▸ **Exercise requirements**: Although the entries contain pictures, write out only their text, exactly as it stands.

**********

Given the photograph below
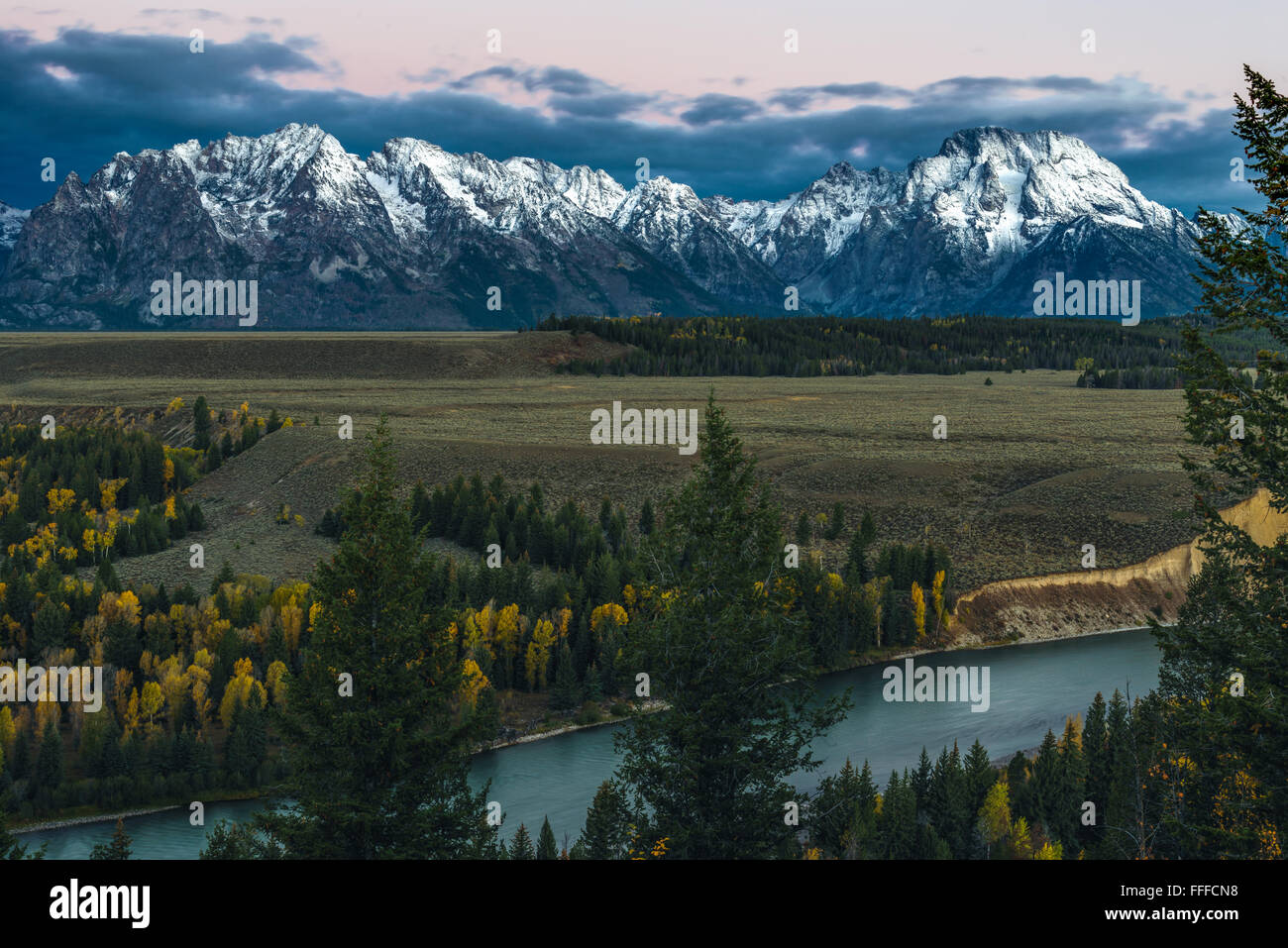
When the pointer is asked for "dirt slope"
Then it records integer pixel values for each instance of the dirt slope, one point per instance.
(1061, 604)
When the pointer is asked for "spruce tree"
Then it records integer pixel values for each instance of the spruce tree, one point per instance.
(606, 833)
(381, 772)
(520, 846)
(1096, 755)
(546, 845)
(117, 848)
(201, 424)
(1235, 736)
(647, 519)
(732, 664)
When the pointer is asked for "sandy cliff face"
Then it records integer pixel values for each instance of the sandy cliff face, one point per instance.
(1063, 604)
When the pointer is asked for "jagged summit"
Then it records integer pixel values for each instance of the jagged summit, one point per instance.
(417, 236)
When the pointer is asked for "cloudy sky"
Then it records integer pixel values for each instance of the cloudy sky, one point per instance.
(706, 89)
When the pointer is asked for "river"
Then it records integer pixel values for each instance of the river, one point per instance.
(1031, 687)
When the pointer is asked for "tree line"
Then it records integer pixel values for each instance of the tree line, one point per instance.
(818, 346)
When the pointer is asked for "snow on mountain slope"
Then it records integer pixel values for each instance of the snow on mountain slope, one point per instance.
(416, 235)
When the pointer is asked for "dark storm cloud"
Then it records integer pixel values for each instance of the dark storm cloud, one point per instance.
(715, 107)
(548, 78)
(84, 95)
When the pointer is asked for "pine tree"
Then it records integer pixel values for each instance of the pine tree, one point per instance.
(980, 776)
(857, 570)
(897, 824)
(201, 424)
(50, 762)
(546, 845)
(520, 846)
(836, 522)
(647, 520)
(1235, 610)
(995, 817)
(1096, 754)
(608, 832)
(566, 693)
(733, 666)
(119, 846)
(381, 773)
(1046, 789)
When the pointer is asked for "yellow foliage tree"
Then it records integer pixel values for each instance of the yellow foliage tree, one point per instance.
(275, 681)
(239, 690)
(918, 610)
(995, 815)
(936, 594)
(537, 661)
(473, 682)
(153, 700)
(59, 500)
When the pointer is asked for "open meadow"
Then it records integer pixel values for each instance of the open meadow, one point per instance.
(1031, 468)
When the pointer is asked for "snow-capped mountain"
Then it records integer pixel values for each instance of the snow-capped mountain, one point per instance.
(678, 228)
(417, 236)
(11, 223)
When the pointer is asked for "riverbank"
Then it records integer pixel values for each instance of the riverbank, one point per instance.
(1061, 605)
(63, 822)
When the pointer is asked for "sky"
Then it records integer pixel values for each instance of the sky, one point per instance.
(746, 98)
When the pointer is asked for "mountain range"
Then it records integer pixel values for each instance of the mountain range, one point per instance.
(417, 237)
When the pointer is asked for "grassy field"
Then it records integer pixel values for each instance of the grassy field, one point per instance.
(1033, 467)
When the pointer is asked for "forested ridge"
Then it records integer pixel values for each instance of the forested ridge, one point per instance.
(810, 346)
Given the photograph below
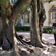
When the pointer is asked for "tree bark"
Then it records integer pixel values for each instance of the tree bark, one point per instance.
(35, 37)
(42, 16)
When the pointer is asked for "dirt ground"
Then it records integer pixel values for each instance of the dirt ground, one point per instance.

**********

▸ **Reply to the exercise**:
Given the photograph below
When the pointer is asked for "dirt slope"
Then it records integer pixel values for each instance of the dirt slope, one point per instance.
(1061, 604)
When the pointer is asked for "spruce tree"
Then it records integer pixel values for each instance of the spruce tree, one point per instance.
(606, 833)
(381, 772)
(520, 846)
(1096, 755)
(546, 845)
(117, 848)
(201, 424)
(1235, 736)
(647, 519)
(732, 664)
When the pointer is asked for "sandy cliff face"
Then it records integer pixel values for each instance of the sandy cliff face, one point per instance.
(1063, 604)
When the pointer is asked for "jagged summit"
Then it records integer pixel values for each instance of the jagged summit, one point per instance.
(417, 236)
When the pointer is asked for "cloudy sky"
Then it records integer pixel values for each instance of the cloudy sky, one point per instance.
(706, 89)
When the pointer is asked for "river"
Then it records integer pixel values for each instance of the river, one point per instance.
(1031, 687)
When the pointer is asked for "tree line"
Then it records integer pixel values for each instance of the tree line, one point per instance.
(818, 346)
When the pointer is asked for "snow on mountain slope"
Then it records integer pixel values for each instance of the snow on mountain slope, one point per instance.
(416, 235)
When the pointer is asked for "dark storm cloud"
Then it records integer pixel values for each instance of the dark storm cloud, one point per instance.
(715, 107)
(548, 78)
(84, 95)
When the pointer is asked for "pine tree"
Then it records integer pixel values for each instance of the pine tree, one point per instance.
(980, 776)
(857, 570)
(897, 824)
(201, 424)
(50, 762)
(546, 845)
(520, 846)
(836, 522)
(647, 520)
(1235, 610)
(995, 817)
(1096, 754)
(608, 832)
(566, 693)
(733, 666)
(119, 846)
(381, 773)
(1046, 789)
When the pointer is asked for "yellow foliage tree"
Then it records integer pixel values for each instance of the yellow foliage tree, one point per instance.
(275, 681)
(239, 690)
(918, 610)
(995, 815)
(936, 594)
(537, 661)
(473, 682)
(153, 700)
(59, 500)
When the pointer is asked for "open meadow"
Then it records integer pixel values for each instance of the open meadow, one point per instance.
(1031, 468)
When the pointer is asked for "snow-capped mountain"
Then it records integer pixel values for each instance of the snow-capped mountain, one point per instance.
(678, 228)
(417, 236)
(11, 223)
When the pointer is asked for "riverbank"
Then it records integer pixel values for each instance of the riverbank, one point per instance.
(1061, 605)
(63, 822)
When the pointer is asked for "sky"
Then it records integer pixel values for each instance of the sky, one point per instance.
(746, 98)
When the pointer is asked for "mountain range"
Then it records integer pixel values for each instance of the mountain range, one point per instance.
(417, 237)
When the pointer is asked for "grassy field"
Then it records integer pixel values for each instance of the grassy field, one point per instance.
(1033, 467)
When the pointer is asked for "forested ridge"
Then it records integer pixel values for each instance of the forested ridge, one point per instance.
(810, 346)
Given the photograph below
When the pointer is asked for "tree bark"
Then it records integer pixel values for each instance of the tree bark, one point per instance.
(35, 37)
(42, 16)
When the pointer is asked for "dirt ground"
Then it records integer pixel values for each instance of the dirt ground, one point per instance.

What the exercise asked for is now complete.